BEGIN

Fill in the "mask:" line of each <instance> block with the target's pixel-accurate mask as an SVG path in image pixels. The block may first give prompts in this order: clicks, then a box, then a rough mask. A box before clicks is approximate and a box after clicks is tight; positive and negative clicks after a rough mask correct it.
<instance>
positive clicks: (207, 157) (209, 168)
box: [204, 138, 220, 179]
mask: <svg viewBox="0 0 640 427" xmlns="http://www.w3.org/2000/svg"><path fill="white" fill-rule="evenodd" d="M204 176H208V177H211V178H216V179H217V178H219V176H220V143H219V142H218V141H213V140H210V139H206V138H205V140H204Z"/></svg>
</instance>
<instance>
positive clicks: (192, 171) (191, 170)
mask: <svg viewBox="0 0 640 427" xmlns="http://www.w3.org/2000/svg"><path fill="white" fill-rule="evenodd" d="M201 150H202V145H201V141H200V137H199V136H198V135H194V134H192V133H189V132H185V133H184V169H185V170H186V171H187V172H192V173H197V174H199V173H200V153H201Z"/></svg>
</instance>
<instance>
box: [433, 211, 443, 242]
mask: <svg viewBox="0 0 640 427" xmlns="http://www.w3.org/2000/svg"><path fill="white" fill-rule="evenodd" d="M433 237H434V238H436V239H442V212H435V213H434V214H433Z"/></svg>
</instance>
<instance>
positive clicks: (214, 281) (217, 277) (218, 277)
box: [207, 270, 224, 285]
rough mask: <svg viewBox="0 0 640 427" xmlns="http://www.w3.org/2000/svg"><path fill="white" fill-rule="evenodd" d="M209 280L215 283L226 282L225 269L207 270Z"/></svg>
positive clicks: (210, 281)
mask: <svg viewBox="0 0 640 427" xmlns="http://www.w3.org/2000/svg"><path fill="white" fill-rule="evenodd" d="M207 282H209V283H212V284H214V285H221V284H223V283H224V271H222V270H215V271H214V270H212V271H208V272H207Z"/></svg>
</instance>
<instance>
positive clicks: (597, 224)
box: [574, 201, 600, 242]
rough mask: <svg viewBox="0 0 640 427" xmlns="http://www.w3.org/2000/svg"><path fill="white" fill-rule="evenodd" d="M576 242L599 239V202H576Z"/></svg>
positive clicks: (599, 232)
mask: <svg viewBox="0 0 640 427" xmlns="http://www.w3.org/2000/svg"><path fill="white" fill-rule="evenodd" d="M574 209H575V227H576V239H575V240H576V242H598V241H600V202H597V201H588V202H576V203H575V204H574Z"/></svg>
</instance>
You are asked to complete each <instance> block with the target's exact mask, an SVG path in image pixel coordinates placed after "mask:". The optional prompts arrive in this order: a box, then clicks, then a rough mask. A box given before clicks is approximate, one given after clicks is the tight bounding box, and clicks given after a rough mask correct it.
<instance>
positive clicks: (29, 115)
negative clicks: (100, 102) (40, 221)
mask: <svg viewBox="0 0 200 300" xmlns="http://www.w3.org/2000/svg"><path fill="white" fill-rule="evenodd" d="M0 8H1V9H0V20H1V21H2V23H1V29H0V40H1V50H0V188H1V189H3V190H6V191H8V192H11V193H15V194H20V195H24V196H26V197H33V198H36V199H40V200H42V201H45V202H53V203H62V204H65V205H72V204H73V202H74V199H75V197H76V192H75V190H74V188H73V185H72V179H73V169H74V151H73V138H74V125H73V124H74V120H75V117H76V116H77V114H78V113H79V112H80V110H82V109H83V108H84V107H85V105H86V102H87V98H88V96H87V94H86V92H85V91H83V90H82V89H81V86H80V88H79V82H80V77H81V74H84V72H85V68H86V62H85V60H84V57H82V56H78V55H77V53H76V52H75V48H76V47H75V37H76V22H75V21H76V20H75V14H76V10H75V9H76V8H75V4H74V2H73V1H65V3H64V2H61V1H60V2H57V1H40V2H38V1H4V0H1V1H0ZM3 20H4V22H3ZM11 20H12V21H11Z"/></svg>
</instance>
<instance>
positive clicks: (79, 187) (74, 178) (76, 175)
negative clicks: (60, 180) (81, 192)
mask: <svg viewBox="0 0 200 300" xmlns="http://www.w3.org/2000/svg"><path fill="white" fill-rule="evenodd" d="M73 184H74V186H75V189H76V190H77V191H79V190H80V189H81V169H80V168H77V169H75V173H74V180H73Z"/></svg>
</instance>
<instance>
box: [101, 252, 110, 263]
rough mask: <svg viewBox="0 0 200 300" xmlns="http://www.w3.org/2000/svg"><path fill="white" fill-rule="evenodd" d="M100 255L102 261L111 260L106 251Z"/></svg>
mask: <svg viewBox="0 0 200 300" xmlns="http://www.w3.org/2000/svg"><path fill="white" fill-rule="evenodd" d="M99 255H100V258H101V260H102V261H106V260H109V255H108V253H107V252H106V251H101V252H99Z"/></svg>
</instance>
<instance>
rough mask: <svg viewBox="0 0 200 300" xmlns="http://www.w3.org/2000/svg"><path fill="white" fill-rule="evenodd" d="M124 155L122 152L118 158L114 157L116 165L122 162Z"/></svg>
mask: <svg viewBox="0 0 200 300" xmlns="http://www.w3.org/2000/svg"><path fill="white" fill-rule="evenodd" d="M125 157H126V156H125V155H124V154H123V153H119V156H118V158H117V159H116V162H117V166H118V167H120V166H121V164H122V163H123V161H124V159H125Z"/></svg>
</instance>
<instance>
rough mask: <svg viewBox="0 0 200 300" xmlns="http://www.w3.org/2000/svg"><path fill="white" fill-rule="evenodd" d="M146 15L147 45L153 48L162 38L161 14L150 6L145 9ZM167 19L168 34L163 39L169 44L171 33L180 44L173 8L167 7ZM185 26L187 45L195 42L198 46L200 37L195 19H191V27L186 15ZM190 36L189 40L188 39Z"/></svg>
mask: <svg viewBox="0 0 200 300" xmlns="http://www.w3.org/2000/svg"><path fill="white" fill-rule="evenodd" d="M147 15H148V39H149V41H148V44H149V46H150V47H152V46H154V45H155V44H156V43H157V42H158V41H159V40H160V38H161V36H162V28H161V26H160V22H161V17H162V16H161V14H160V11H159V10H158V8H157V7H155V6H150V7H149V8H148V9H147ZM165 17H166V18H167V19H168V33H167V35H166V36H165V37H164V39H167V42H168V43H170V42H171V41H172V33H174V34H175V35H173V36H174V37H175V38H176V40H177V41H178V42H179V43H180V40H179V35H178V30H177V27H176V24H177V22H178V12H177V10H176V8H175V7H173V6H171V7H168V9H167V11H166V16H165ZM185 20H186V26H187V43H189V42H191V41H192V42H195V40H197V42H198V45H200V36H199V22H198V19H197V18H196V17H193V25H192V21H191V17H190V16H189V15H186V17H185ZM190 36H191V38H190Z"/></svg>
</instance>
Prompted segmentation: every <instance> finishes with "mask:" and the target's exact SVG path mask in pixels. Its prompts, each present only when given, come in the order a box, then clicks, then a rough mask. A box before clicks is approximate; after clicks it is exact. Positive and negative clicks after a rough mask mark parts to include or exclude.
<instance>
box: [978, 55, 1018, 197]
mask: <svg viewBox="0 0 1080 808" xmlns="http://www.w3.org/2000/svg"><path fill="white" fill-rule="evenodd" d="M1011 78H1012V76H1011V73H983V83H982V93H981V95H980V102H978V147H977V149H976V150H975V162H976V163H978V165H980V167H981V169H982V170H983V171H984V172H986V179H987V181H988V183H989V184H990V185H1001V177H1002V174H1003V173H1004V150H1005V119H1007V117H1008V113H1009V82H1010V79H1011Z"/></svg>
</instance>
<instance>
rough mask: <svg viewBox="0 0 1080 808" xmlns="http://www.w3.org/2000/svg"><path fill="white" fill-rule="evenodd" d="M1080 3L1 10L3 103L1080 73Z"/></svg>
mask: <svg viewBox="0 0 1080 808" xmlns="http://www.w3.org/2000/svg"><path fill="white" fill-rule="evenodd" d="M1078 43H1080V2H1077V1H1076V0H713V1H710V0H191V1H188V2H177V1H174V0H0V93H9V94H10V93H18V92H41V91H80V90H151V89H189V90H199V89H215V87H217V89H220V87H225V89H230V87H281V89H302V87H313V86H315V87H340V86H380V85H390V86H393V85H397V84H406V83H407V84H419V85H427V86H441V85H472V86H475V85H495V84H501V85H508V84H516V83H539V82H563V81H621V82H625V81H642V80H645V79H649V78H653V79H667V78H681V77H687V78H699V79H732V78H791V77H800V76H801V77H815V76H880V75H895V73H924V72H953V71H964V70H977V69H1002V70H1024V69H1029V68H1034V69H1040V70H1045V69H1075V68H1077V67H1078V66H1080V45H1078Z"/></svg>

END

PROBLEM DESCRIPTION:
Of all the entries above, repeat only the lines from the line that has "box: [433, 211, 443, 242]" to the line that has "box: [207, 270, 224, 285]", both lines included, exactly.

REPLY:
box: [433, 211, 443, 242]
mask: <svg viewBox="0 0 640 427" xmlns="http://www.w3.org/2000/svg"><path fill="white" fill-rule="evenodd" d="M433 237H434V238H436V239H442V212H435V213H434V214H433Z"/></svg>
</instance>
<instance>
positive clicks: (214, 281) (217, 277) (218, 277)
box: [207, 270, 224, 285]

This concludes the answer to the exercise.